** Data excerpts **
-- Opening Marker --

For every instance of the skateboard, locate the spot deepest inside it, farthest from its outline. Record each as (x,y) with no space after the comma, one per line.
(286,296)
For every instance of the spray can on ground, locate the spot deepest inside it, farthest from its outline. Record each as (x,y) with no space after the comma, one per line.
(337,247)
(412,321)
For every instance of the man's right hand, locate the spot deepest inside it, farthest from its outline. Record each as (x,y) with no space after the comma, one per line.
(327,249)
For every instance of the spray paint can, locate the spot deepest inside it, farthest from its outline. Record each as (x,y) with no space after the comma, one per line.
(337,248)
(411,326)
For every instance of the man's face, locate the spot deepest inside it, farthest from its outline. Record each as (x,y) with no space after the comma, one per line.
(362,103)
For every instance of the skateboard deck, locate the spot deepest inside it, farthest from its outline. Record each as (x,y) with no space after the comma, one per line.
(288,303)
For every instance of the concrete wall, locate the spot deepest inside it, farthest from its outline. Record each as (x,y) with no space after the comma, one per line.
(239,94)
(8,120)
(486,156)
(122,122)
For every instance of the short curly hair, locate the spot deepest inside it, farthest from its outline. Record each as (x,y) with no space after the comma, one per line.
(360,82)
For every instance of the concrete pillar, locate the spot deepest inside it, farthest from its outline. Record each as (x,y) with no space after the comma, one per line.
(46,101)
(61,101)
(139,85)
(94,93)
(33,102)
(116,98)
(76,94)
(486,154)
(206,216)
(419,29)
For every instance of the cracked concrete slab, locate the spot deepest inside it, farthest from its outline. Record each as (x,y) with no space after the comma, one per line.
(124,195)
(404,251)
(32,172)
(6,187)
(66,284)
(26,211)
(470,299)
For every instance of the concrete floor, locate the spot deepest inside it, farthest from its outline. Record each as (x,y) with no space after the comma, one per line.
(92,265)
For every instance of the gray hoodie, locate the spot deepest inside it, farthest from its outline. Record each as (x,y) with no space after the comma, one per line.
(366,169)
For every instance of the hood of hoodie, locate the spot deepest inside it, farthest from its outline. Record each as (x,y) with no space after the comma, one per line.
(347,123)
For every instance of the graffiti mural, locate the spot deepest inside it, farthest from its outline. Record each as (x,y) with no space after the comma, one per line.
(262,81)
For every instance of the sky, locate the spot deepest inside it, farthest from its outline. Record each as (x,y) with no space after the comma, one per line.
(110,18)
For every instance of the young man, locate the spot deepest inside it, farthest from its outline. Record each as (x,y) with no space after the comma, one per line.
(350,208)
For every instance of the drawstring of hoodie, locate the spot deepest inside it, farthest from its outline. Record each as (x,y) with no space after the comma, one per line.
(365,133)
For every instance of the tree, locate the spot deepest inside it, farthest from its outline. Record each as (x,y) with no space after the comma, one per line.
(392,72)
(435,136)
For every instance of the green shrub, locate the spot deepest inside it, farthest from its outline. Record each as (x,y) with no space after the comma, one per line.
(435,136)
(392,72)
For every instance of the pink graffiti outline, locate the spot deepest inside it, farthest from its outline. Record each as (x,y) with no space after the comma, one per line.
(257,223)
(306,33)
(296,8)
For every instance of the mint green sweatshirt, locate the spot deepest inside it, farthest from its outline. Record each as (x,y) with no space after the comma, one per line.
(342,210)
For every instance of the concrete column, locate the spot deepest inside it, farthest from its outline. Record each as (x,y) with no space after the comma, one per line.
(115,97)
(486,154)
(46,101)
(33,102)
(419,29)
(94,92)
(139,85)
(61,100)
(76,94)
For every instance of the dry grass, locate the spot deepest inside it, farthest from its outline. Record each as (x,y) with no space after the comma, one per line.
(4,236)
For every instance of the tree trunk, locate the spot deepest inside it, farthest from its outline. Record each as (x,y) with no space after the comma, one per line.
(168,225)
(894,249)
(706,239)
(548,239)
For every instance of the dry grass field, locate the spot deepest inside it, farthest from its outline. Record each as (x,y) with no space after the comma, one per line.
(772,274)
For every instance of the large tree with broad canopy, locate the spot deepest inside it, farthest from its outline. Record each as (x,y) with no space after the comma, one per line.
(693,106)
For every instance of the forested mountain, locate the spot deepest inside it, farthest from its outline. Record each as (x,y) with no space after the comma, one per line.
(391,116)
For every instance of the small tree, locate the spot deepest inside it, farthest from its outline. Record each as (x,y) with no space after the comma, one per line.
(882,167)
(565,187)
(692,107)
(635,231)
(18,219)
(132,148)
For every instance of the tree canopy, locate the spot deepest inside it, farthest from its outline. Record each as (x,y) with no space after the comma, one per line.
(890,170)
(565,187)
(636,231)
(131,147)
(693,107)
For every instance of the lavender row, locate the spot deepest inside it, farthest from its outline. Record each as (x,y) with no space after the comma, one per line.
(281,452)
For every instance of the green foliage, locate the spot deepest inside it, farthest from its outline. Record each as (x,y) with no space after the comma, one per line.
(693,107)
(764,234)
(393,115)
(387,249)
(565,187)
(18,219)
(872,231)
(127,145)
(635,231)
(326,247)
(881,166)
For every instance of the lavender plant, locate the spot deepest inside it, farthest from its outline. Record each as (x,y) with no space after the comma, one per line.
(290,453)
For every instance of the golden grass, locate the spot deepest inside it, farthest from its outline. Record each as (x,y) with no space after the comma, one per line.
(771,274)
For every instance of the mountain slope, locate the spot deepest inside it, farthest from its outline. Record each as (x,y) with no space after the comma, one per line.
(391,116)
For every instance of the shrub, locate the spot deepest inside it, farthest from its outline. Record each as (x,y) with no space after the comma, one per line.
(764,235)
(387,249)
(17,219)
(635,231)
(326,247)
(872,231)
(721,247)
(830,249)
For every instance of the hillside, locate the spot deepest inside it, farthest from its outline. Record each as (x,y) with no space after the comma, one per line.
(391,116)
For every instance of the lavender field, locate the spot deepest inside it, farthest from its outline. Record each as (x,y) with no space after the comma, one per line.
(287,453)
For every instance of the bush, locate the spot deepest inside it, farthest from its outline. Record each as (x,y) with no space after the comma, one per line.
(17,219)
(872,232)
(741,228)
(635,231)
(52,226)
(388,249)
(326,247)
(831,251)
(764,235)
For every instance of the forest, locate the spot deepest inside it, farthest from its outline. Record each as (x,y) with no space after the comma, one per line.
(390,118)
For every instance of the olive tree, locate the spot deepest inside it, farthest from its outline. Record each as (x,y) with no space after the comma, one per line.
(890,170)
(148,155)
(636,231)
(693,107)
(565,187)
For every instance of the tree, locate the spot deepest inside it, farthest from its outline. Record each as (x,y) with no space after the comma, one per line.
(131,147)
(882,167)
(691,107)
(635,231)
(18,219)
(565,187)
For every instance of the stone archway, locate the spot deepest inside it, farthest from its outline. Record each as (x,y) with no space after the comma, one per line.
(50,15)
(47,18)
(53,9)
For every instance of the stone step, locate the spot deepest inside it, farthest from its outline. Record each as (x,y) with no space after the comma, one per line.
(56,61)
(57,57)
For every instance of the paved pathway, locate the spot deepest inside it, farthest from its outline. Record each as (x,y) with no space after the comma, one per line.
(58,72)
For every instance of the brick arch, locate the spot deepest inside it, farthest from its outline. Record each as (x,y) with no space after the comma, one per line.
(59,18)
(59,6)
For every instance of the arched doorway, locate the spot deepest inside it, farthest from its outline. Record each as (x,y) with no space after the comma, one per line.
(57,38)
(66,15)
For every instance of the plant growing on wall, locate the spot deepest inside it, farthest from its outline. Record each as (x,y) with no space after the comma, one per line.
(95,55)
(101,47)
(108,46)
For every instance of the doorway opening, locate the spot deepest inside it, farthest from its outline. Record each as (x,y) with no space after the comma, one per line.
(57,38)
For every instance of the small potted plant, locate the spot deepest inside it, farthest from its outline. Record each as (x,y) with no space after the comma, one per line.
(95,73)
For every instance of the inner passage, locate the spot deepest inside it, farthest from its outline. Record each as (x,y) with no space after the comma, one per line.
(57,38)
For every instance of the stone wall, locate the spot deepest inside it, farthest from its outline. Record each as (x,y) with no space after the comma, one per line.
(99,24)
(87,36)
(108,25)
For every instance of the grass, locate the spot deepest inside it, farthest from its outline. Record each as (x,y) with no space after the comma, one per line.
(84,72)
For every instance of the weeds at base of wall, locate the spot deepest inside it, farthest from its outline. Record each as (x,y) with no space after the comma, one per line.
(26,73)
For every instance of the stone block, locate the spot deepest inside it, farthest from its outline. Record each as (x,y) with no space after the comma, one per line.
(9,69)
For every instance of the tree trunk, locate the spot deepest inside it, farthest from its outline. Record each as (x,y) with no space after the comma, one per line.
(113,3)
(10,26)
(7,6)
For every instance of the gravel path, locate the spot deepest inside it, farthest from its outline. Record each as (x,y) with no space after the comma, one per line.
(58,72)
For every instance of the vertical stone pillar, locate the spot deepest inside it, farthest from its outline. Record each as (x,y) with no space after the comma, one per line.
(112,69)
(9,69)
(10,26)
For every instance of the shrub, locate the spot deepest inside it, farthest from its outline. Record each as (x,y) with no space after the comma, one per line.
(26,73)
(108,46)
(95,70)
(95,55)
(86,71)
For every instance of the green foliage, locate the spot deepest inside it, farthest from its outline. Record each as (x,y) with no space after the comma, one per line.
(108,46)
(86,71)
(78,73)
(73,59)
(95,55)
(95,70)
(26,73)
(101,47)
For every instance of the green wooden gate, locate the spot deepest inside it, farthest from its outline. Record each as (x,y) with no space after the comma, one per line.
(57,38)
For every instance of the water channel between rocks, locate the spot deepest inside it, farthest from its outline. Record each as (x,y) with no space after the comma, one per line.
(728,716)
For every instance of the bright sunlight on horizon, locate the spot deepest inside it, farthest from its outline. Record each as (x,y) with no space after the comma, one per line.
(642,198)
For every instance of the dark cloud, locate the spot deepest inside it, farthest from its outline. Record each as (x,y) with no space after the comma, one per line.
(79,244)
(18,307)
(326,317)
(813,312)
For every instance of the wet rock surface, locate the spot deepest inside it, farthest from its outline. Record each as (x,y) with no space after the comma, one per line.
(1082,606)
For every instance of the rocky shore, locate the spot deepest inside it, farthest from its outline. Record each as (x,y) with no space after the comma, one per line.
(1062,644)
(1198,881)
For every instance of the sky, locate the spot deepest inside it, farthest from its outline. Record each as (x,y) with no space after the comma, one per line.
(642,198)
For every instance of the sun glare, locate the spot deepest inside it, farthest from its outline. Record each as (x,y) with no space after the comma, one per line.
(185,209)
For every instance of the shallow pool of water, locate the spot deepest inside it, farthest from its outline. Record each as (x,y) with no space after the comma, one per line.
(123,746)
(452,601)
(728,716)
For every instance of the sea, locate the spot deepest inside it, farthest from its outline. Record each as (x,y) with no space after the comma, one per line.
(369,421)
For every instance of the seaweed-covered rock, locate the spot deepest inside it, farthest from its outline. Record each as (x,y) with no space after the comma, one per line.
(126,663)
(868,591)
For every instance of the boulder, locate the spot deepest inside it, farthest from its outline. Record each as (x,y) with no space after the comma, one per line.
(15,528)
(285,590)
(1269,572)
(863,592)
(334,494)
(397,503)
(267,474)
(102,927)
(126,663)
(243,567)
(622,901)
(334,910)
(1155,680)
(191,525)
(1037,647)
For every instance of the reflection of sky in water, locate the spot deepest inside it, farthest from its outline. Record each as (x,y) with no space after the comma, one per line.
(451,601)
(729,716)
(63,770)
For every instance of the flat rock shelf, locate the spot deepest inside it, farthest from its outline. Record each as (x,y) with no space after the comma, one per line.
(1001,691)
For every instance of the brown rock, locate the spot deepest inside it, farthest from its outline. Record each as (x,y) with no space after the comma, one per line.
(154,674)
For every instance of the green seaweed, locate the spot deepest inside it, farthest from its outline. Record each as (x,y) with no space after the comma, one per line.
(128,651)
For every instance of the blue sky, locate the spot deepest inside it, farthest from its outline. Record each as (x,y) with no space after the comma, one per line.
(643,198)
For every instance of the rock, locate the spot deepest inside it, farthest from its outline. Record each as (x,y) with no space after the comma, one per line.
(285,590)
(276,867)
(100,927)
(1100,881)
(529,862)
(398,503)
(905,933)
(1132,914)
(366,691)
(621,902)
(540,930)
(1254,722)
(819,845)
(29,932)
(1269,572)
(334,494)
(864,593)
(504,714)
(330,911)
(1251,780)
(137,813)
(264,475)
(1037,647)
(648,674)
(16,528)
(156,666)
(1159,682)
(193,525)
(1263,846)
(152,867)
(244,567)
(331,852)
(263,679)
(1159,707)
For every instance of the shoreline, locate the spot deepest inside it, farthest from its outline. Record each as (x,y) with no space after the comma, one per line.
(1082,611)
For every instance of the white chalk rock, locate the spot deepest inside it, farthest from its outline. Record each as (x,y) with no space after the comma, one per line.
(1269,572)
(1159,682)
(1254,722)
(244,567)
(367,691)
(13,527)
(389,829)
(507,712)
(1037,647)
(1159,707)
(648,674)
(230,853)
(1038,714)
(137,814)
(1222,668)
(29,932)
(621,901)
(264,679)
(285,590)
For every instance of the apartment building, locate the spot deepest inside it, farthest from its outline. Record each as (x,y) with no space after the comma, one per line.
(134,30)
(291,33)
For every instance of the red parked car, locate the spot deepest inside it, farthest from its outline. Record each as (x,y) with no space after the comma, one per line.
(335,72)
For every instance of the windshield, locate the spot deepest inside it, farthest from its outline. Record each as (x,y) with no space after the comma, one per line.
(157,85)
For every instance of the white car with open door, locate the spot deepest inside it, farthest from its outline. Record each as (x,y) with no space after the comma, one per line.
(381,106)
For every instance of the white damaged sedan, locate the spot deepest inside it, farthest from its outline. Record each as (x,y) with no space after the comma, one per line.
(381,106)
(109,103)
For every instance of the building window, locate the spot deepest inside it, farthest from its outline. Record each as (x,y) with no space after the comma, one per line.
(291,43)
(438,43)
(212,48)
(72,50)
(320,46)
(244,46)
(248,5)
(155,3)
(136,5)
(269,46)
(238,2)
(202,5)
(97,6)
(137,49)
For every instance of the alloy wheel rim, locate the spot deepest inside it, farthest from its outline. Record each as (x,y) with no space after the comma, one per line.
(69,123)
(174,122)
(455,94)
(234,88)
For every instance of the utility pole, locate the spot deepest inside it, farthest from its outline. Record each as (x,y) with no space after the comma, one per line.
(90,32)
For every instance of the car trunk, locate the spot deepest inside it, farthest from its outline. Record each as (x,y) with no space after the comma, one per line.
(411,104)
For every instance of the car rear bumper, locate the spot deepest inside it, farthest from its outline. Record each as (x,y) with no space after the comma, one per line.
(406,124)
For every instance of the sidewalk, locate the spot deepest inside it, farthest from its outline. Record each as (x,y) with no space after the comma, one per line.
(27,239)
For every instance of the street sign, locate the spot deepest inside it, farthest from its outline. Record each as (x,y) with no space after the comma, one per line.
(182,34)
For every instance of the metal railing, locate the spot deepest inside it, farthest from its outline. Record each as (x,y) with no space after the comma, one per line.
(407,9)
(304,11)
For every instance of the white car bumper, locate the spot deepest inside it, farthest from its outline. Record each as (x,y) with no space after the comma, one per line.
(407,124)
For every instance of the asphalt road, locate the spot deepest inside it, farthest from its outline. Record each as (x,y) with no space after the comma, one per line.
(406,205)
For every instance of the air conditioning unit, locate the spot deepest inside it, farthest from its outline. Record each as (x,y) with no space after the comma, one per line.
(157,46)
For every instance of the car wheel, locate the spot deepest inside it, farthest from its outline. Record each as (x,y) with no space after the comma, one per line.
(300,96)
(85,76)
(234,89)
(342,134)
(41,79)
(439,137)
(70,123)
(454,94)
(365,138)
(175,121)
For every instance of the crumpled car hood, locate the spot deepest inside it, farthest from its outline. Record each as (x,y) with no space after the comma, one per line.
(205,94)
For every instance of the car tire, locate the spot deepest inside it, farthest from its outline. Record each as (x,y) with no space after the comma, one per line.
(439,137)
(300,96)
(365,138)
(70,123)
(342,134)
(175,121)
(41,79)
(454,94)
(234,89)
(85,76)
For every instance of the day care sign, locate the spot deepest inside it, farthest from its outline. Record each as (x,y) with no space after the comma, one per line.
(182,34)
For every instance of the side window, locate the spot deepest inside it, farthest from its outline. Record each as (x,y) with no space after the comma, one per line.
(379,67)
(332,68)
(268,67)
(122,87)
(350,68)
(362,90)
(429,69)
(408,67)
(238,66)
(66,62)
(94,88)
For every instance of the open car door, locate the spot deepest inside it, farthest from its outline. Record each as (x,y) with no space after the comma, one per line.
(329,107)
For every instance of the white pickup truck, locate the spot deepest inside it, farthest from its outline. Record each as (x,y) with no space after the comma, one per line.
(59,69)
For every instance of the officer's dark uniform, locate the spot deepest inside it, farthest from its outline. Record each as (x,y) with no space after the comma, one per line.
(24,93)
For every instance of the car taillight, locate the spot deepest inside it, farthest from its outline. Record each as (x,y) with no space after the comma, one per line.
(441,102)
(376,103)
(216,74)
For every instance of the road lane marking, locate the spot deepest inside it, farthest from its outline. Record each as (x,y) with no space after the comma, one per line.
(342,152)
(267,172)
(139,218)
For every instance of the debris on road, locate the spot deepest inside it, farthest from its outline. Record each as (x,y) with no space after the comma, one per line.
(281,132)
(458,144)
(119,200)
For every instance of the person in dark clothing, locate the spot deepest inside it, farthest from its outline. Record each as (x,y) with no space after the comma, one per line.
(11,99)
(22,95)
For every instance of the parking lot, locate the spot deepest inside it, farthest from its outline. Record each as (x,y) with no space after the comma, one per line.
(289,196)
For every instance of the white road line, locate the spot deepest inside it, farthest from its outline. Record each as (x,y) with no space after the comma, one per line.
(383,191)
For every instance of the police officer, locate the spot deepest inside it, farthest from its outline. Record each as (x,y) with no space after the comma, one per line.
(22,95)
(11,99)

-- Closing Marker --

** WORK INSTRUCTIONS **
Transcribe exactly the lines from the one containing "For every instance of the debris" through the end of the records, both included, and nothing else.

** RESULT BELOW **
For every instance of the debris on road, locate the spot deepest inside it, farthest from its outline. Record each as (x,y) with no space after the comma, one per line.
(281,132)
(458,144)
(119,200)
For every instance of the person in dark clothing, locate the spot deepest inside it, farthest from its outline. Record each as (x,y) with no space after the comma, one per line.
(11,99)
(22,95)
For every instance of the parking lot, locate the spot deepest inside it, farthest from its outline. Record each as (x,y) with no space after the comma, one per line.
(289,196)
For every instance of the white road line, locate the spot deepest inside it, farthest from its outline. Record each as (x,y) with no space after the comma, one per line.
(383,191)
For every instance of the police officer, locate the spot deepest inside it, farthest from its outline. Record each as (x,y) with no space after the comma, one per line.
(22,95)
(11,99)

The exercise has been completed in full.